Text block:
-- -- --

There''s just something about a loop that isn''t the same as playing that part over and over again, and vice-versa. Sometimes you want to maintain the human variations that occur from measure to measure in your music, but sometimes you want consistent, hypnotic repetition. When it''s the latter, here''s how to create a loop—from start to finish.

If you plan to use a loop in different keys, realize that pitch transposition places more demands on a stretching algorithm than time-stretching. One solution is to record the loop in two or more keys.

Most stretch algorithms can handle three semitones up and down without sounding too unnatural. So, when I was recording loops for the AdrenaLinn Guitars loop library, I played each loop in E (to cover the range D–G) and Bb (for G#–C#).

In cases where it wasn''t possible to obtain the same chord voicing in the two keys, I used DSP-based time-stretching to create the alternate version. This feature is available in several programs, and while files processed with DSP aren''t stretchable, the sound quality is good enough that you can create a loop from the transposed version.

One of the easiest ways to create a loop involves grabbing part of a track from a multitrack recording. But when creating a loop from scratch, it''s difficult to give a good performance if you''re playing solo. Create a MIDI backing track to play against, and you''ll have a better feel.

Stretched files sound better when sped up than when slowed down, because it''s easier to remove audio and make a loop shorter than to try to fill in the gaps caused by lengthening audio.

-- -- --

Information supplied:
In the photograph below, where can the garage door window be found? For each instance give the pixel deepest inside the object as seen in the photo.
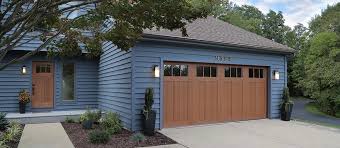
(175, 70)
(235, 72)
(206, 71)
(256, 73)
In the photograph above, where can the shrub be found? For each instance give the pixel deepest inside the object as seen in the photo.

-- -- --

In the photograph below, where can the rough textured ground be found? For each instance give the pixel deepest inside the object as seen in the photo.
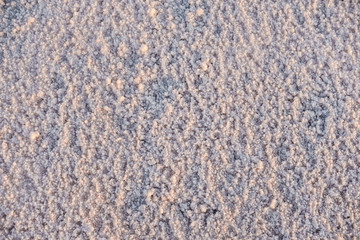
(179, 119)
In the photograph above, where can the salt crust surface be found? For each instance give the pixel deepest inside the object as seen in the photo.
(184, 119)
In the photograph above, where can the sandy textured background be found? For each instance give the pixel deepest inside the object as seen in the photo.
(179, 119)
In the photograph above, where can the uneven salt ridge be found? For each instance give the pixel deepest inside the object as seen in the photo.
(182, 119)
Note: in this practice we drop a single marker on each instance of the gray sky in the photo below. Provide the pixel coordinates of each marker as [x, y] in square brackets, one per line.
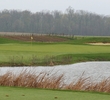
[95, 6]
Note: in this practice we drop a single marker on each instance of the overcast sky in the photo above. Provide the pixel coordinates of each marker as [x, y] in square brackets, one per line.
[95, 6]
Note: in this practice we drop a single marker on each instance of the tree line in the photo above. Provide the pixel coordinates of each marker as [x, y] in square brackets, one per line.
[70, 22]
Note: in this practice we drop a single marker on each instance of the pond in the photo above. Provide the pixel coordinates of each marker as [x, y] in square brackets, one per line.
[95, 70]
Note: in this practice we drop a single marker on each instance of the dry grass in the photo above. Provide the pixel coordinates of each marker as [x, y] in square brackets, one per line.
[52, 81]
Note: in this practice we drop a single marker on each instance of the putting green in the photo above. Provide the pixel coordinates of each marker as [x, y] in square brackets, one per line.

-- -- --

Prompt A:
Answer these questions from the text on creating loops, marking each answer with the same numeral:
(i) How many semitones up and down can most stretch algorithms handle without sounding too unnatural?
(ii) In which two keys was each loop played for the AdrenaLinn Guitars loop library?
(iii) What should be created to play against when making a loop from scratch?
Prompt B:
Decide whether each statement agrees with the text on creating loops. Answer yes or no, and quote the deciding words of the text.
(i) Pitch transposition places fewer demands on a stretching algorithm than time-stretching.
(ii) Stretched files sound better when slowed down than when sped up.
(iii) Recording the loop in two or more keys is offered as one solution.
Prompt C: Reproduce word for word the part of the text on creating loops that opens with the words containing "Stretched files sound" and closes with "by lengthening audio.".
Use only the text on creating loops as your source.

Worked solution A:
(i) Three semitones.
(ii) E and Bb.
(iii) A MIDI backing track.

Worked solution B:
(i) No: "pitch transposition places more demands on a stretching algorithm than time-stretching"
(ii) No: "Stretched files sound better when sped up than when slowed down"
(iii) Yes: "One solution is to record the loop in two or more keys."

Worked solution C:
Stretched files sound better when sped up than when slowed down, because it''s easier to remove audio and make a loop shorter than to try to fill in the gaps caused by lengthening audio.